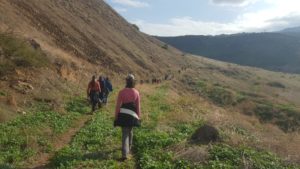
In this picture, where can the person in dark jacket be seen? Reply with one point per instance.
(128, 113)
(108, 89)
(102, 86)
(93, 91)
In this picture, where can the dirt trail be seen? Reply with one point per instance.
(41, 161)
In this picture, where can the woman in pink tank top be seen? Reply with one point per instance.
(128, 113)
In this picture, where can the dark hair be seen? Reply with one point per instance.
(130, 83)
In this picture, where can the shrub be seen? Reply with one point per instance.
(165, 46)
(276, 84)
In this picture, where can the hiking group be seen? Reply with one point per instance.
(128, 111)
(98, 91)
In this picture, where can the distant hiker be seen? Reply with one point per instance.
(103, 88)
(128, 113)
(108, 89)
(93, 92)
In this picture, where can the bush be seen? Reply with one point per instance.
(276, 84)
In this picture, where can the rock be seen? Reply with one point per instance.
(205, 135)
(22, 87)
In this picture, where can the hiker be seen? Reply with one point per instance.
(108, 89)
(127, 114)
(93, 92)
(102, 86)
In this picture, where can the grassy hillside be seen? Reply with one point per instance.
(272, 51)
(44, 112)
(163, 141)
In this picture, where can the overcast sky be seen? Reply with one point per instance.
(208, 17)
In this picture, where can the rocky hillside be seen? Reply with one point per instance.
(276, 51)
(76, 39)
(48, 52)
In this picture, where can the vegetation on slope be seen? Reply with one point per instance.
▬▬▬▬▬▬
• **Problem statement**: Any pictures above are to be left out. Retype the rest of the records exactly.

• **Task output**:
In this picture, where can the person in dark jacket be seen? Reply with one point per instance.
(128, 113)
(108, 89)
(102, 86)
(93, 91)
In this picture, where can the dirt trail be seen? Reply with one point per instance.
(41, 161)
In this picture, where can the woman in pink tank top be seen? Reply with one point per instance.
(128, 113)
In this picture, where can the dark hair be seen? Reply with one point per instance.
(130, 83)
In this picture, where can the shrub be seen? Reply with one point per instance.
(165, 46)
(276, 84)
In this picture, where can the hiking group be seen? Reply with one point per instance.
(128, 111)
(98, 91)
In this picture, where can the distant hiker be seen? Reply with one point per instance.
(103, 88)
(128, 113)
(108, 89)
(93, 92)
In this picture, where can the bush be seen? Reply with one point per instance.
(276, 84)
In this picture, where can the rock be seen? Reply with one point per instance.
(205, 135)
(22, 87)
In this picture, where can the hiker be seen? Reply with one point per instance.
(108, 89)
(127, 114)
(93, 92)
(102, 86)
In this picture, where can the grassy hillside be seen? Reply with one point per instance.
(272, 51)
(44, 112)
(163, 141)
In this picture, where can the overcast sky be seen? Reply with one point per instance.
(208, 17)
In this picture, where can the rocky hillside be seen? Reply with one point per instance.
(276, 51)
(76, 39)
(48, 52)
In this picture, where can the vegetation on slope be seen? Reply with one point per instance.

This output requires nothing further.